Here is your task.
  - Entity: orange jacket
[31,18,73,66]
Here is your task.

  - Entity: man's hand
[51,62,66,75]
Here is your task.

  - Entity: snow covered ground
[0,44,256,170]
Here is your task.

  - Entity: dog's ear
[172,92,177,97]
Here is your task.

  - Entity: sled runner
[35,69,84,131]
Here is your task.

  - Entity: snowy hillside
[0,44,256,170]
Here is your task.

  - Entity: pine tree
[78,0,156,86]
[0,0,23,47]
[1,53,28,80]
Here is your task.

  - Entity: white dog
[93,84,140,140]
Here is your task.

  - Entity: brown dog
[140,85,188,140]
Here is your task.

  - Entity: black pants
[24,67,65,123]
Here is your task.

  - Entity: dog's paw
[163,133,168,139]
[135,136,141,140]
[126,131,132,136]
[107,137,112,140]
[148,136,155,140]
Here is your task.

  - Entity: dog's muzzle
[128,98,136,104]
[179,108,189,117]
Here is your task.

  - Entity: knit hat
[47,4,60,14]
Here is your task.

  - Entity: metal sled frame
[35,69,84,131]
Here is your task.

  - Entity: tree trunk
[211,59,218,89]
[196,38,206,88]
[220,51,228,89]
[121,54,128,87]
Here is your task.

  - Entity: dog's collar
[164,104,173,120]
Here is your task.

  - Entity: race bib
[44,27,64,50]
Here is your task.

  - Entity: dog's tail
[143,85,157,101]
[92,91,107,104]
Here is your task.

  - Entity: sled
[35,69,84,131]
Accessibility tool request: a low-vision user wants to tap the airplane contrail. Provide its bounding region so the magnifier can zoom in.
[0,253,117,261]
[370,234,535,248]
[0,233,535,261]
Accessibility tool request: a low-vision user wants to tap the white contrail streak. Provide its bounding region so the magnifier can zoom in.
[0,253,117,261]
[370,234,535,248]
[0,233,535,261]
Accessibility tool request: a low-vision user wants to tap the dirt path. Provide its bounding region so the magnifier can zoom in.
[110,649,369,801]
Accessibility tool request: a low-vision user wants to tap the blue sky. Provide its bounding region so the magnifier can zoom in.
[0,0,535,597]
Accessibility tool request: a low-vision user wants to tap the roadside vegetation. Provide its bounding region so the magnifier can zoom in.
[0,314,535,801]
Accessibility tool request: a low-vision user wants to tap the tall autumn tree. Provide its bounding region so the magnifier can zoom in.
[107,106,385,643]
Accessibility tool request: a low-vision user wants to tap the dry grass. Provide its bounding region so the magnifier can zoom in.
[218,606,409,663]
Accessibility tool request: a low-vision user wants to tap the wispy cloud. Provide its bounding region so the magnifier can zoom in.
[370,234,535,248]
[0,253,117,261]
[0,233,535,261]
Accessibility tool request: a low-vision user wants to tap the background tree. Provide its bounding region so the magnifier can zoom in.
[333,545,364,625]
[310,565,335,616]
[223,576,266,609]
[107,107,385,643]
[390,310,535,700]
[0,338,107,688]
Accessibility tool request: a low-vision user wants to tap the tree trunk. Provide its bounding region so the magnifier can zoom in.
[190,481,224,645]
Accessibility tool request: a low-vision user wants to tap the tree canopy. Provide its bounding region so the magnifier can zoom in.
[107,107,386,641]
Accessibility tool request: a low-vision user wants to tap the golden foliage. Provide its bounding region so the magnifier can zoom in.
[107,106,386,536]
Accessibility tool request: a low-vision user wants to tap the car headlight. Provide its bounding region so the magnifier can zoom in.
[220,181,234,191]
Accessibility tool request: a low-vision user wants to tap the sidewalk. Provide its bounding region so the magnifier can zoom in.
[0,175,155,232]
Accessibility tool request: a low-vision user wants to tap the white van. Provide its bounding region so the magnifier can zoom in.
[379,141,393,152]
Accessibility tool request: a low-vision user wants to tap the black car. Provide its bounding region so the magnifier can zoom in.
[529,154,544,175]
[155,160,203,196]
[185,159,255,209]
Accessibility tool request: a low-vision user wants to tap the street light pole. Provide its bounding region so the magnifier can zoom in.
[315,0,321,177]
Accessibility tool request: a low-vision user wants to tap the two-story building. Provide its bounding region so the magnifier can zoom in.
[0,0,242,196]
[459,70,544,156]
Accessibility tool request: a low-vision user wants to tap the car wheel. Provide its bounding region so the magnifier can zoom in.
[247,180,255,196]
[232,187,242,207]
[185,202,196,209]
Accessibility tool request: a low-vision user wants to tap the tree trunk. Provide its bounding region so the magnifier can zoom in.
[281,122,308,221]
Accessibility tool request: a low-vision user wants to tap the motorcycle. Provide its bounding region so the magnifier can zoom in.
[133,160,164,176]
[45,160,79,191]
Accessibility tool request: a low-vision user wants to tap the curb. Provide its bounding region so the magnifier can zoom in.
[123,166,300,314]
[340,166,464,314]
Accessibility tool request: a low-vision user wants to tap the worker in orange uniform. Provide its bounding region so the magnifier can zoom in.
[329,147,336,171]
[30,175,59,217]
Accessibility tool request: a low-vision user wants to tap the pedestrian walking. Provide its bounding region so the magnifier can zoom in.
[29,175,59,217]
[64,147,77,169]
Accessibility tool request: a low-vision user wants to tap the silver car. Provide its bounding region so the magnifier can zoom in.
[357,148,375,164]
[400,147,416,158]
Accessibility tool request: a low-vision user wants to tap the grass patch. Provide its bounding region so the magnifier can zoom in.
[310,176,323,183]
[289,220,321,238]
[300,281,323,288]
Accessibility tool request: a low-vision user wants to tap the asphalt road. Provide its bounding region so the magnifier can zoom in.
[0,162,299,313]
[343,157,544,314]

Your task:
Render the lines above as a numbered list, omitting any blank lines.

The response:
1. Here is your task.
2.   - Entity: orange jacket
3. [31,18,73,66]
4. Here is your task.
5.   - Entity: man's hand
6. [51,62,66,75]
7. Here is your task.
8.   - Entity: snow covered ground
9. [0,44,256,170]
10. Here is your task.
11.   - Entity: dog's ear
12. [172,92,177,97]
13. Here is your task.
14.   - Entity: sled runner
15. [35,69,84,131]
16. Here is your task.
17.   - Entity: snowy hillside
18. [0,44,256,170]
19. Here is your task.
20.   - Entity: pine tree
21. [78,0,156,86]
22. [0,0,23,47]
23. [1,53,28,80]
24. Here is your task.
25.   - Entity: white dog
26. [93,84,140,140]
27. Here is your task.
28.   - Entity: brown dog
29. [140,85,188,140]
30. Here is your task.
31.   - Entity: black pants
32. [24,67,65,123]
33. Here is your task.
34.   - Entity: dog's paw
35. [163,133,168,139]
36. [135,136,141,140]
37. [126,131,132,136]
38. [107,137,112,140]
39. [148,136,155,140]
40. Here is your task.
41.   - Entity: dog's muzzle
42. [128,98,136,104]
43. [179,108,189,117]
44. Here is your task.
45.   - Entity: knit hat
46. [47,4,60,14]
47. Here is your task.
48.   - Entity: metal sled frame
49. [35,69,84,131]
50. Here is your task.
51.   - Entity: tree trunk
52. [211,59,218,89]
53. [196,38,206,88]
54. [220,51,228,89]
55. [121,54,128,87]
56. Here is your task.
57.   - Entity: dog's collar
58. [164,104,173,120]
59. Here is your task.
60.   - Entity: race bib
61. [44,27,64,50]
62. Here is your task.
63.   - Entity: dog's tail
64. [143,85,157,101]
65. [92,91,107,104]
66. Here is your task.
67.   - Entity: sled
68. [35,69,84,131]
69. Accessibility tool request: a low-vision user wants to tap the airplane contrail. Provide its bounding region so the magnifier can zoom in.
70. [0,253,117,261]
71. [370,234,535,248]
72. [0,233,535,261]
73. Accessibility tool request: a low-vision user wants to tap the white contrail streak. Provide its bounding region so the magnifier can zoom in.
74. [0,253,117,261]
75. [370,234,535,248]
76. [0,233,535,261]
77. Accessibility tool request: a low-vision user wants to tap the dirt path. Provide its bounding region so the magnifier can zoom in.
78. [110,649,369,801]
79. Accessibility tool request: a low-vision user wants to tap the blue sky. Provide its bounding region so the magnifier can zoom in.
80. [0,0,535,597]
81. Accessibility tool request: a low-vision user wants to tap the roadside vegetation. Provide its bounding region so the magnifier can zoom in.
82. [0,314,535,801]
83. Accessibility tool request: a low-vision user wants to tap the tall autumn tree. Provide its bounding region so the magnifier can zoom in.
84. [107,106,385,643]
85. Accessibility tool request: a low-vision user wants to tap the dry grass. Provide its bounding region so the magnifier can zoom in.
86. [218,606,409,663]
87. Accessibility tool request: a low-vision user wants to tap the wispy cloud. Provide its bounding region so the magnifier can zoom in.
88. [370,234,535,248]
89. [0,253,117,261]
90. [0,233,535,261]
91. Accessibility tool request: a low-vision user wants to tap the background tree. Provide its bounding region so the magnifier can zoom in.
92. [333,545,364,625]
93. [310,565,335,616]
94. [223,576,266,609]
95. [107,107,385,643]
96. [390,310,535,700]
97. [0,338,107,688]
98. Accessibility tool request: a low-vision user wants to tap the tree trunk. Provide its bounding region so the magnifier can zoom in.
99. [190,481,224,645]
100. Accessibility tool request: a low-vision user wants to tap the tree canopy. Provide its bounding region so the magnifier can zoom in.
101. [107,107,386,641]
102. Accessibility tool request: a low-vision user wants to tap the golden foliage. Provide its bounding region so the magnifier can zoom in.
103. [107,106,386,536]
104. Accessibility tool request: a low-vision user wants to tap the car headlight. Provide its bounding region so the magnifier can zoom in.
105. [220,181,234,191]
106. Accessibility tool request: a low-vision user wants to tap the sidewalk. Provide its bounding region so the magnifier can zoom in.
107. [0,175,155,232]
108. Accessibility tool request: a low-vision user wants to tap the white van. Provide its bounding region so the magnifier can zoom in.
109. [379,141,393,152]
110. Accessibility tool request: a low-vision user wants to tap the black car. Provide its bounding region so the magnifier can zoom in.
111. [529,154,544,175]
112. [155,160,203,196]
113. [185,159,255,209]
114. Accessibility tool request: a low-vision user wants to tap the street light pole. Provide its bounding region so the magnifier can zoom in.
115. [315,0,321,177]
116. Accessibility tool request: a low-vision user wants to tap the two-story building. Provide its bounding region so the magnifier can zoom in.
117. [0,0,242,196]
118. [459,70,544,156]
119. Accessibility tool request: a low-vision user wants to tap the car wheel. Provide its bounding region so the magnifier can zoom in.
120. [247,180,255,196]
121. [232,187,242,207]
122. [185,202,196,209]
123. Accessibility tool request: a low-vision user wants to tap the tree trunk. Provide its bounding region so the magnifier can zoom in.
124. [281,122,308,221]
125. Accessibility tool request: a low-vision user wants to tap the motorcycle. Provide its bounding region so the magnifier can zoom in.
126. [133,160,164,176]
127. [45,160,79,191]
128. Accessibility tool request: a low-vision user wants to tap the curb. Provide its bounding region so the magnifier can zoom in.
129. [123,166,300,314]
130. [340,166,464,314]
131. Accessibility tool request: a low-vision user wants to tap the worker in orange uniform. Provide its bounding region so the magnifier can zoom in.
132. [329,147,336,171]
133. [30,175,59,217]
134. Accessibility tool request: a low-vision user wants to tap the pedestrian walking. Provide its bounding region so the magnifier can zoom in.
135. [29,175,59,217]
136. [64,147,77,169]
137. Accessibility tool request: a low-vision user wants to tap the silver car. Provide its bounding region so the magnifier can zoom in.
138. [357,148,375,164]
139. [400,147,416,158]
140. Accessibility tool request: a low-vision user wants to tap the grass patch. Provide its bounding region so the magnifier can zoom in.
141. [310,176,323,183]
142. [289,220,321,238]
143. [300,281,323,288]
144. Accessibility tool request: a low-vision user wants to tap the asphalt road. Provide its bounding region so the magnifier can zoom in.
145. [0,162,299,313]
146. [343,157,544,314]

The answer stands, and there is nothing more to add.